> **SELECTION**
** START **

We need a new running plot in this thread. I'll volunteer.
No, Nola, religious critique was not his "wheelhouse".
Sure it was. It's where he actually consistently made reasonable and defensible arguments. His foreign policy was often lacking. Yes he separated himself from Harris in often critiquing the Israeli-Palestinian conflict, but he had the same sort of simple narrative causation analysis problem that allowed an over-emphasis on religion that clouded plenty of their judgement in how they witnessed and assessed the Middle East.
You're so far off base here that, again, I'm questioning whether you're even familiar with his work, which is a prerequisite for this criticism. Constraining this a little, his basis for the invasion of Iraq was fairly straightforward. It goes like this: the UN provides four conditions under which a nation loses its right to sovereignty. Either it infringes the sovereignty of another country, it commits an act of genocide, it violates the UN nuclear non-proliferation agreements, or it becomes a state sponsor of terrorism. Saddam Hussein had violated all four. Regarding Israel and Palestine, I've already linked you to one of his many articles on the subject which, if read, would not give the impression of an ideological dullard turning everything into a nail for his hammer. Accusing him of not having a sophisticated understanding of the development of Middle-Eastern countries is blatantly wrong on its face and would not survive a simple walk through his literature on any of those individual subjects. Are you sure you just haven't seen too much Sam Harris and projected your views of him onto Hitchens?

** END **

Dataset excerpt:
** START **

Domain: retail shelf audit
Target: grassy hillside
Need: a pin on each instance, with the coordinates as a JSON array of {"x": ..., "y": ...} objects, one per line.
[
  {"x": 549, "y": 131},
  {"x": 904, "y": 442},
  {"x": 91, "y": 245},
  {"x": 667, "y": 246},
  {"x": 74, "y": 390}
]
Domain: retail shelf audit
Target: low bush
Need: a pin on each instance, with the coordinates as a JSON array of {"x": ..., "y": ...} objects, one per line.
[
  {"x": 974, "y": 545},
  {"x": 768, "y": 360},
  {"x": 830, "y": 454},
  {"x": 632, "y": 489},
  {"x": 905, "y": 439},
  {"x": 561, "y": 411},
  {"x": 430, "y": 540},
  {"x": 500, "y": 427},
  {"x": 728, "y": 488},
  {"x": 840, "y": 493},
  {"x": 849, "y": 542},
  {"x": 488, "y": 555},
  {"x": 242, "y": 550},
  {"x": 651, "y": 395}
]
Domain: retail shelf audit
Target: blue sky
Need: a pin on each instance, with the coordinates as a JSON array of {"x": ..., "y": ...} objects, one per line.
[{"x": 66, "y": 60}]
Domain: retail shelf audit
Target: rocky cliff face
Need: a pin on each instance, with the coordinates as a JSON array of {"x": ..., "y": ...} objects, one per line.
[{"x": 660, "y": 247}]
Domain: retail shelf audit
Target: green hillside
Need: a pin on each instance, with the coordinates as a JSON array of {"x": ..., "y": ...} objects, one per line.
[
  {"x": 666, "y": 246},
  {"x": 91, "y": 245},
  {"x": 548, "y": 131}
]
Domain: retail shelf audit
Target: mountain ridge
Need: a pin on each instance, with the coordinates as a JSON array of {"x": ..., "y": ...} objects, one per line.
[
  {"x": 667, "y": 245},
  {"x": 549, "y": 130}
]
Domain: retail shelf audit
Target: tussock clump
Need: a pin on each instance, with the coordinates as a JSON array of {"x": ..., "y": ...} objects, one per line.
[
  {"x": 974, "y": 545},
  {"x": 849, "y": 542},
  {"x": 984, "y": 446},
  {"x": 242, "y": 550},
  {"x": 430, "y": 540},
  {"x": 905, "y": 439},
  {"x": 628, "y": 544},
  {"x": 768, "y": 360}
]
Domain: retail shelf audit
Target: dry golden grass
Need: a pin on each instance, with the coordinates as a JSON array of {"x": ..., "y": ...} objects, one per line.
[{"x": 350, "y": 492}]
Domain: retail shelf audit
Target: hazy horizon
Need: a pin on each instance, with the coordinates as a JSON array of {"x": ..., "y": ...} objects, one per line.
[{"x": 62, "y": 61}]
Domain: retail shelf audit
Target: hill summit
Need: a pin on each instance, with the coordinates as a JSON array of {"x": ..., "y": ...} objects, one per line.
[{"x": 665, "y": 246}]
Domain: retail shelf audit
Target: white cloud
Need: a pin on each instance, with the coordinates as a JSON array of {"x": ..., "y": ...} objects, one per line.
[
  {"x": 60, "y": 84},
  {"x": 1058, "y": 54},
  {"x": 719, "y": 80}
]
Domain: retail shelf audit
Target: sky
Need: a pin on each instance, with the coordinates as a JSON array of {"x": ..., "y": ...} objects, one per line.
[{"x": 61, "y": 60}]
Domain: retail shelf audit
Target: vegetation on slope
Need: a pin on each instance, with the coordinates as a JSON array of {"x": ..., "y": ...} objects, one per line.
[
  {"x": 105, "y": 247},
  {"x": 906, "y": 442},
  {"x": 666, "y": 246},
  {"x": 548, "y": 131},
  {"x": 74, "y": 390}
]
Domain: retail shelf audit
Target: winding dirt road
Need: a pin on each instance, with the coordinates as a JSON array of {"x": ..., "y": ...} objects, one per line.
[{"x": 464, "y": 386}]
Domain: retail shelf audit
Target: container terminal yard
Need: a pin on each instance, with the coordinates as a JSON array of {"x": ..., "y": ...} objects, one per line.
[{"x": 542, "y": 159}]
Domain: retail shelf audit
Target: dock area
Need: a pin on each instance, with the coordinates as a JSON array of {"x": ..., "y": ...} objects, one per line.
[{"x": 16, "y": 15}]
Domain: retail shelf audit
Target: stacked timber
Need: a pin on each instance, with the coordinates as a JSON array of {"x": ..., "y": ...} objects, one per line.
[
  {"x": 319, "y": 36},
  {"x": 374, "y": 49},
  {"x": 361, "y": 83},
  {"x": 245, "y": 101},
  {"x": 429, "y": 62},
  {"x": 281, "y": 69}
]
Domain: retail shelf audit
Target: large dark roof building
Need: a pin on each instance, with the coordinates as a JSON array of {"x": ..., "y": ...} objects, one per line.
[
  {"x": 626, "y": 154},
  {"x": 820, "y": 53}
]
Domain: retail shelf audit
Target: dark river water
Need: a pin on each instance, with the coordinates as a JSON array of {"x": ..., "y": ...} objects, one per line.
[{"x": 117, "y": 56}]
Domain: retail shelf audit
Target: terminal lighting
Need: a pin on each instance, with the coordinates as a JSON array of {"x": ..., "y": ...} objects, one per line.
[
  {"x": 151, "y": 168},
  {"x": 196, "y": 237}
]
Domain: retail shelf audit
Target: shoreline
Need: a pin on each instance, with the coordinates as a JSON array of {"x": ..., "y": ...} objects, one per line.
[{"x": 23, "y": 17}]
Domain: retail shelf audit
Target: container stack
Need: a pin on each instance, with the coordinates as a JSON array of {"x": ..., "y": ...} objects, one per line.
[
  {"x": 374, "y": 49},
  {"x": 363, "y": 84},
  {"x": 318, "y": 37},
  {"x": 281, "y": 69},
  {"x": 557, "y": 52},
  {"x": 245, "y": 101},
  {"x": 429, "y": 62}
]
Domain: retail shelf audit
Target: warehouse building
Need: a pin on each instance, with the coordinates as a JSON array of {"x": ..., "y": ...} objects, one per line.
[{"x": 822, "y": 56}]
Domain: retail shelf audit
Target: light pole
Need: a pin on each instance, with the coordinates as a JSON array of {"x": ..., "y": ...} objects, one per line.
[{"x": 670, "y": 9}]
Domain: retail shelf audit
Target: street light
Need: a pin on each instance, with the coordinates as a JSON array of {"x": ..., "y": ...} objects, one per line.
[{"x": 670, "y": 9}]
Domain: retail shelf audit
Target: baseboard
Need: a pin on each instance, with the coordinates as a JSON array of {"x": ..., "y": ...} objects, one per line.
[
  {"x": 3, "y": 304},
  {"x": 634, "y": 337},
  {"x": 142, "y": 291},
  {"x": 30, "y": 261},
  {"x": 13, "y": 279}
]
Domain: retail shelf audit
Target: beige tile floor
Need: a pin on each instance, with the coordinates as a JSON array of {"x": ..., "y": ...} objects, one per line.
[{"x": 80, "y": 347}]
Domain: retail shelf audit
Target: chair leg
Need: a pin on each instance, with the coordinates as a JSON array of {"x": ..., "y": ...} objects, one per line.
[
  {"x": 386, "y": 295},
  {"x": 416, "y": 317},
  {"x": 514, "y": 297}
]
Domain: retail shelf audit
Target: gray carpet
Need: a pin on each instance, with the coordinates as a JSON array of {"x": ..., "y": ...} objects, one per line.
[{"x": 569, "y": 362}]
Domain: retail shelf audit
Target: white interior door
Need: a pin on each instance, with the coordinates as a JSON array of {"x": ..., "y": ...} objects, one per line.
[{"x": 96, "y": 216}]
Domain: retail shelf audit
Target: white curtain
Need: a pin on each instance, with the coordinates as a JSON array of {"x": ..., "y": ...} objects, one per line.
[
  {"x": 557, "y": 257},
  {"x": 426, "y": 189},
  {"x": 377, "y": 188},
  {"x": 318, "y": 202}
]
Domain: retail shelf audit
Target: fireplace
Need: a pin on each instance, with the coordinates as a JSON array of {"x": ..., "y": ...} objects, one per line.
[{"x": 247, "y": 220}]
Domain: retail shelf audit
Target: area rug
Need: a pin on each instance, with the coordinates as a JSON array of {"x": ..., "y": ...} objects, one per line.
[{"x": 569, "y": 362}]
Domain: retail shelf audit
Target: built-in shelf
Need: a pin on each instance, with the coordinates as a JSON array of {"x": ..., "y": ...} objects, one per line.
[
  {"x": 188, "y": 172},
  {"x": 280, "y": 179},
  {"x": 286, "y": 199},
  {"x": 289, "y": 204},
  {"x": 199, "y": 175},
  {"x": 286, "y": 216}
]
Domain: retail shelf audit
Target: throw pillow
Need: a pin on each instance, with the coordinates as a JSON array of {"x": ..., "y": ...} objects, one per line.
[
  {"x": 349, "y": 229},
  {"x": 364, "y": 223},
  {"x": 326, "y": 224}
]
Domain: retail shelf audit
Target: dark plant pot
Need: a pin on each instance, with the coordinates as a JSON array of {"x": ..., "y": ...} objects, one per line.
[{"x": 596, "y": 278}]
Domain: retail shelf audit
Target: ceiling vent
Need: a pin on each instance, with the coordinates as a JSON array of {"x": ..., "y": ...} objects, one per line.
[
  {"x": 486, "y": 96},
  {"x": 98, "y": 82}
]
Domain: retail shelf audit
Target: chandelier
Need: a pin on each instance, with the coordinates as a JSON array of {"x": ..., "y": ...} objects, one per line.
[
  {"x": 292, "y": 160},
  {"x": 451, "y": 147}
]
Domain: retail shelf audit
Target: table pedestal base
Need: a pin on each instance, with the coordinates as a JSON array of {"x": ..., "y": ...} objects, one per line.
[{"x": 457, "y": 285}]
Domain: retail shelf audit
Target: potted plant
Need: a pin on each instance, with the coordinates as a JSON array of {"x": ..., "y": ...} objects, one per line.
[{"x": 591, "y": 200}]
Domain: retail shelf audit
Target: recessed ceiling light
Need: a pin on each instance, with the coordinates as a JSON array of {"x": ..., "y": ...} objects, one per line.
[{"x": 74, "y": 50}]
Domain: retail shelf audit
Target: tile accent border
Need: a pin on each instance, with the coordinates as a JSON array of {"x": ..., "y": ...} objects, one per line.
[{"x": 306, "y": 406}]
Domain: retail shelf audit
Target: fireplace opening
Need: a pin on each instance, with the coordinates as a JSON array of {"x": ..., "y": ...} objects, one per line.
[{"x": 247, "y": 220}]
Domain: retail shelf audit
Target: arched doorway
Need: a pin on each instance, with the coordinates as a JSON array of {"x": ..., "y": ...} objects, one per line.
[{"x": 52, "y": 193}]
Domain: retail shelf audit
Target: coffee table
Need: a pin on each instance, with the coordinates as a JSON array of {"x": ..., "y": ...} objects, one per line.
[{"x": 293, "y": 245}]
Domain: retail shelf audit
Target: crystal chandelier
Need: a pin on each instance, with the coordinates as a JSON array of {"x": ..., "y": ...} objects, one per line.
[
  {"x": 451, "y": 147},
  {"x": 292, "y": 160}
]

** END **

> **TASK SET**
1. Print the forum thread starting at the words "No, Nola, religious" and stopping after "the Middle East.".
2. In the forum thread, how many of the UN conditions for losing sovereignty is Saddam Hussein said to have violated?
3. List the conditions that the forum thread says the UN gives for a nation losing its right to sovereignty.

> **SOLVED PROBLEMS**
1.
No, Nola, religious critique was not his "wheelhouse".
Sure it was. It's where he actually consistently made reasonable and defensible arguments. His foreign policy was often lacking. Yes he separated himself from Harris in often critiquing the Israeli-Palestinian conflict, but he had the same sort of simple narrative causation analysis problem that allowed an over-emphasis on religion that clouded plenty of their judgement in how they witnessed and assessed the Middle East.

2. All four.

3.
- It infringes the sovereignty of another country.
- It commits an act of genocide.
- It violates the UN nuclear non-proliferation agreements.
- It becomes a state sponsor of terrorism.